--- Start ---

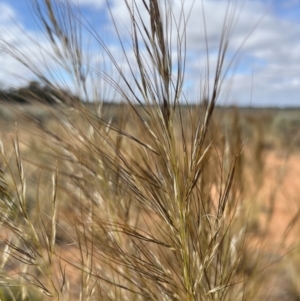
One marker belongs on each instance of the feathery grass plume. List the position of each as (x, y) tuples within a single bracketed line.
[(146, 207)]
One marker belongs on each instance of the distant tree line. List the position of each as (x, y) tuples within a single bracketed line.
[(34, 91)]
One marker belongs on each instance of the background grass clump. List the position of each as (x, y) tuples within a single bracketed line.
[(150, 199)]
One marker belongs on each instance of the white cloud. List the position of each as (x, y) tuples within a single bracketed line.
[(271, 52)]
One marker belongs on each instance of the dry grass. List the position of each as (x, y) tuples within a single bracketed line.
[(160, 204)]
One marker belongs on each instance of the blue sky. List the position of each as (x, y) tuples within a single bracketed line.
[(265, 73)]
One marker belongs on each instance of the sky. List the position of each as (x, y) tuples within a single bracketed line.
[(264, 46)]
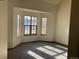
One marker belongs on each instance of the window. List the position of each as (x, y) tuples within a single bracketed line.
[(30, 25), (18, 31), (44, 25)]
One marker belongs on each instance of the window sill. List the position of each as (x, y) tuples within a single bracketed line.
[(30, 34)]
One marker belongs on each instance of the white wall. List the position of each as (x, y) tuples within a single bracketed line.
[(50, 29), (3, 29), (63, 22), (29, 4)]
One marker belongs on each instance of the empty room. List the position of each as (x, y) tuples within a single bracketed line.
[(38, 29)]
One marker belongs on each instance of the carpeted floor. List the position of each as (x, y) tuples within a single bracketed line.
[(38, 50)]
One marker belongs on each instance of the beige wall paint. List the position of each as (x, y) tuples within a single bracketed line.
[(50, 29), (63, 22), (27, 4), (3, 29)]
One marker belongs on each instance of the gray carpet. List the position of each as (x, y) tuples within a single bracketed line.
[(38, 50)]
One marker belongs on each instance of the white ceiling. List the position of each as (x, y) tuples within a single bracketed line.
[(55, 2)]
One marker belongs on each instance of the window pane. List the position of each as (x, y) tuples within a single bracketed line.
[(18, 25), (44, 25), (27, 30), (33, 30), (34, 20), (27, 20)]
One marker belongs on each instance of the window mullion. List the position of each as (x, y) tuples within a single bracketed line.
[(31, 26)]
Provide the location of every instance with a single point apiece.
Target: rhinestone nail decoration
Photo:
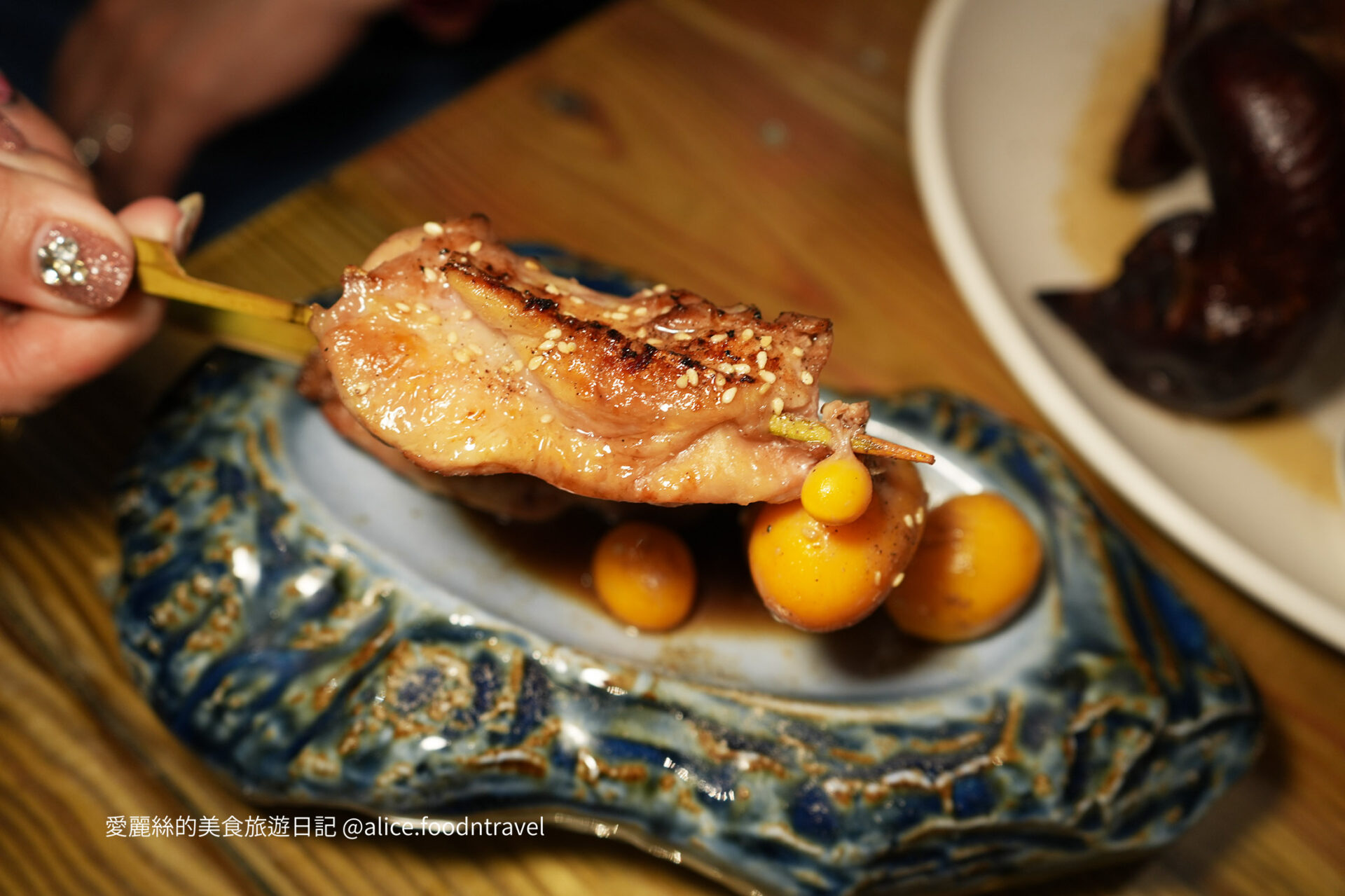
(61, 263)
(83, 266)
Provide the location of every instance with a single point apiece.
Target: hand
(171, 74)
(67, 263)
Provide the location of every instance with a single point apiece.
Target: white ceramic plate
(1000, 92)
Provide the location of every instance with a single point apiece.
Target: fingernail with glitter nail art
(81, 266)
(191, 207)
(11, 139)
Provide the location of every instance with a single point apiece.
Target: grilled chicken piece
(471, 359)
(506, 497)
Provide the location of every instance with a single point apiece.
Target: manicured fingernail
(81, 266)
(191, 207)
(11, 137)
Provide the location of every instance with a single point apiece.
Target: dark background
(390, 80)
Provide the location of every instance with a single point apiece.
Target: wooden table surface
(752, 150)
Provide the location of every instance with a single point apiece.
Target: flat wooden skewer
(248, 321)
(861, 441)
(275, 327)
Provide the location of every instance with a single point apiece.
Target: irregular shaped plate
(323, 633)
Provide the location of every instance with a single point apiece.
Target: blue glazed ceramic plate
(324, 633)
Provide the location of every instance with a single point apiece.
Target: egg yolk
(644, 576)
(821, 577)
(837, 490)
(975, 570)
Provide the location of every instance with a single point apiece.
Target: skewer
(248, 321)
(861, 441)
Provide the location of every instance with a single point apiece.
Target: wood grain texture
(751, 150)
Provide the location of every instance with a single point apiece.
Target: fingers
(60, 249)
(45, 354)
(39, 132)
(163, 219)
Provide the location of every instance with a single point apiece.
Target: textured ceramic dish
(998, 92)
(326, 634)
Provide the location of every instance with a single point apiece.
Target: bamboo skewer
(276, 327)
(248, 321)
(861, 441)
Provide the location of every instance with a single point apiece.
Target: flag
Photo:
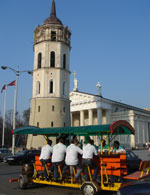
(3, 88)
(13, 83)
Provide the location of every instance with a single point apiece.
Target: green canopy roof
(116, 128)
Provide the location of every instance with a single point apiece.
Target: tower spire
(53, 9)
(52, 18)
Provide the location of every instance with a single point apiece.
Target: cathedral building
(91, 109)
(50, 104)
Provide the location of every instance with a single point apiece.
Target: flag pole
(4, 116)
(14, 114)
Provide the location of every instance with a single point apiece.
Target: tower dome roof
(52, 19)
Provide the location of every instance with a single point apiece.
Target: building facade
(90, 109)
(50, 104)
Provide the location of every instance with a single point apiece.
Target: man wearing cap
(46, 151)
(87, 159)
(72, 159)
(59, 151)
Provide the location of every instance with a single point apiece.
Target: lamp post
(17, 73)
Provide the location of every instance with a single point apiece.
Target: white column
(99, 116)
(90, 117)
(81, 118)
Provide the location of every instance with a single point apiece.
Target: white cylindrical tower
(50, 105)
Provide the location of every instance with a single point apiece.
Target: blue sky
(110, 44)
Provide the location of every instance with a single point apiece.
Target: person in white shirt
(72, 159)
(46, 151)
(59, 151)
(117, 148)
(87, 159)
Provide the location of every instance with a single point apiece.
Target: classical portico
(90, 109)
(87, 109)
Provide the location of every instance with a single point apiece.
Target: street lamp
(17, 73)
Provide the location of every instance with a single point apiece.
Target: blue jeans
(78, 166)
(44, 162)
(92, 164)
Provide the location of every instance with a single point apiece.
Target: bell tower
(50, 104)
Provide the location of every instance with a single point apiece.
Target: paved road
(7, 172)
(11, 171)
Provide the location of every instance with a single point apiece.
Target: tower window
(52, 124)
(38, 88)
(53, 36)
(52, 61)
(39, 60)
(64, 88)
(51, 87)
(64, 61)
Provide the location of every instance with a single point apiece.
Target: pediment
(80, 97)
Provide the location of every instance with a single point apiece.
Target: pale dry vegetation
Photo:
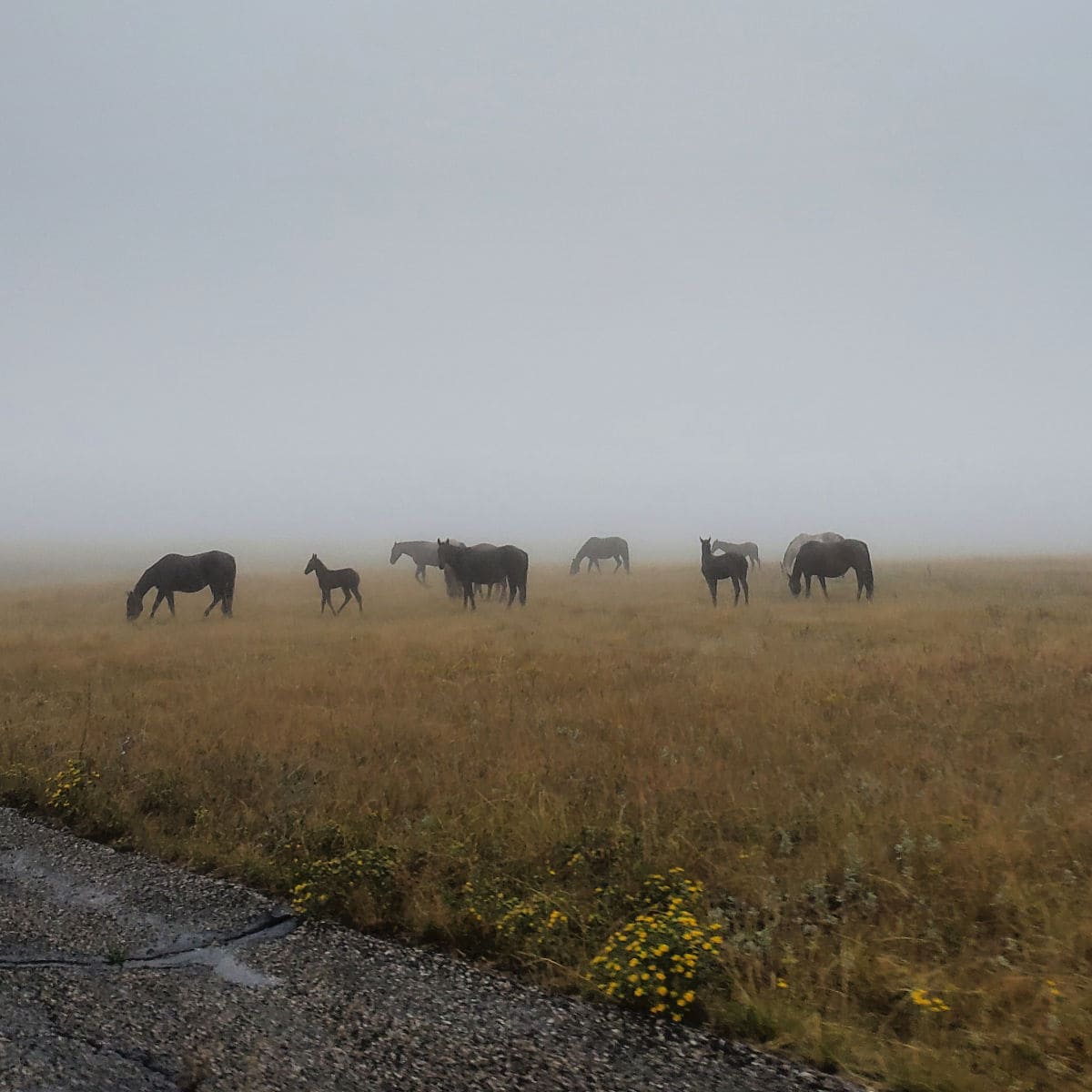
(878, 798)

--- End ---

== Problem description ==
Write out every one of the entries above word for word, leaving out the pictures.

== The answer ==
One marker belongs on each instance of the feathery grass plume. List the position of each as (x, y) tuples within a single bracketed line.
[(146, 207)]
One marker belongs on each instance of the distant tree line. List the position of each as (x, y) tuples within a single bracketed line.
[(34, 91)]
One marker belongs on each instance of the background grass clump. List the position of each as (x, y) tuples within a single bracketed line.
[(150, 199)]
One marker belongs on each instance of the white cloud. List the position of each as (x, y) tuples within a single bracketed line.
[(271, 52)]
One marker belongs on each instance of the dry grass. List the position of each as (x, y) tuples within a single bracketed line.
[(160, 204)]
One marker belongs on each instance of the blue sky. List the position of each as (x, y) tuples within a single bracketed line.
[(265, 73)]
One marker belongs on each instance of the sky. List the position of each as (x, y) tuples within a single bracketed line.
[(264, 46)]
One marker belongs on each instance of the window. List the position of each as (x, y) tuples within a single bracketed line.
[(30, 25), (18, 31), (44, 25)]
One marker belongs on each instance of the window sill. List the position of each as (x, y) tuples within a single bracketed line.
[(30, 34)]
One marker belongs on each instance of the white wall. List the position of each as (x, y) tuples within a single bracketed line.
[(50, 29), (3, 29), (63, 22), (29, 4)]
One marker belongs on each instance of the empty room. List the position of each as (x, y) tuples within a single bracketed line.
[(38, 29)]
One marker belongs on each instance of the carpeted floor. List the position of each as (x, y) tuples within a single bracketed line.
[(38, 50)]
One marker belongs on each instance of the beige wall paint. List the position of each as (x, y) tuples within a single bracketed line.
[(50, 29), (63, 22), (27, 4), (3, 29)]
One marker belongs on each instance of the gray carpet. List the position of each as (x, y) tuples within a single bracketed line.
[(38, 50)]
One marker belongs on each instance of the white ceiling. List the position of each as (x, y) tuples within a single bracketed line.
[(55, 2)]
One marker belongs on each instance of the window pane. List the position of each as (x, y) tuples within a single bracketed line.
[(18, 25), (44, 25), (27, 30), (33, 30), (34, 20), (27, 20)]
One marker belongs on each instance of the window mullion. List the position of each as (x, y) tuples within a single bracketed line.
[(31, 26)]
Provide the location of every instance with a single point apiece.
Target: rhinestone nail decoration
Photo:
(61, 263)
(83, 266)
Provide the location of every instance with a single point apiece.
Target: hand
(171, 74)
(67, 263)
Provide the location of every instance with a single point apiece.
Target: white ceramic plate
(1000, 92)
Provide the location of every instance with a single point apiece.
Target: fingernail with glitter nail art
(81, 266)
(191, 207)
(11, 139)
Provide the location of every instance with a single point apiece.
Target: grilled chicken piece
(471, 359)
(506, 497)
Provide the location of every instance with a single point apiece.
Target: manicured fingernail
(81, 266)
(191, 207)
(11, 137)
Provide the location of every instance with a single point apiece.
Target: dark background
(390, 80)
Provide the location of every instance with a single point apiece.
Target: wooden table surface
(752, 150)
Provide the location of every instance with a single point apiece.
Target: flat wooden skewer
(248, 321)
(861, 441)
(275, 327)
Provide the location of every instance with a single point apiece.
Target: irregular shaped plate
(323, 633)
Provide the location of every instance with a single point apiece.
Target: blue glazed ceramic plate
(324, 633)
Provide the location of every instance with a single point apiece.
Target: egg yolk
(644, 576)
(821, 577)
(837, 490)
(975, 570)
Provide the location of every instance with a single point apiece.
Target: skewer
(248, 321)
(861, 441)
Provide the location of every instance with a single point apiece.
Target: wood grain texture
(751, 150)
Provide the location of every instance with a single point apiece.
Target: fingers
(60, 249)
(45, 354)
(39, 132)
(163, 219)
Provide the location of every instance with a single point apiece.
Target: textured ceramic dish
(998, 92)
(326, 634)
Provide the location of every instance with a single point apiece.
Target: bamboo skewer
(276, 327)
(248, 321)
(861, 441)
Provide the location of every instance with a single point apiece.
Target: flag
Photo:
(3, 88)
(13, 83)
Provide the location of every instance with a single point apiece.
Target: green canopy roof
(116, 128)
Provide the location of every instance with a single point apiece.
Target: tower spire
(53, 9)
(52, 18)
Provide the location of every instance with a single point apiece.
Target: cathedral building
(91, 109)
(50, 104)
Provide the location of every instance with a single point apiece.
Target: flag pole
(4, 116)
(14, 114)
Provide the location of every instance with a single point apiece.
Target: tower dome roof
(52, 19)
Provide the location of every instance with a single point apiece.
Target: building facade
(90, 109)
(50, 104)
Provide the location of every instance with a single point apiece.
Target: man wearing cap
(46, 151)
(87, 159)
(72, 159)
(59, 151)
Provide the location of every instance with a single point apiece.
Target: lamp post
(17, 73)
Provide the location of every instance with a single point apiece.
Target: white column
(99, 116)
(90, 117)
(81, 118)
Provide the location of every instance with a single point apiece.
Target: white cylindrical tower
(50, 105)
Provide the location of every instance with a single point apiece.
Target: blue sky
(110, 44)
Provide the location of every instance with a single point apiece.
Target: person in white shirt
(72, 159)
(46, 151)
(59, 151)
(117, 148)
(87, 159)
Provide the location of every instance with a single point apiece.
Target: classical portico
(90, 109)
(87, 109)
Provide the location of every instance with a single point apiece.
Target: street lamp
(17, 73)
Provide the location of every instance with a single point apiece.
Target: blue jeans
(78, 166)
(44, 162)
(92, 164)
Provide the location of every instance with a single point apiece.
Target: bell tower
(50, 104)
Provide the location of every instance with a single point apiece.
Target: paved road
(7, 172)
(11, 171)
Provide the location of every instance with a single point apiece.
Target: tower window
(52, 124)
(38, 88)
(53, 36)
(52, 61)
(39, 60)
(64, 88)
(51, 87)
(64, 61)
Provide the location of every instance with a single point apiece.
Target: pediment
(80, 97)
Provide the location of every instance with a single point apiece.
Target: pale dry vegetation
Photo:
(878, 798)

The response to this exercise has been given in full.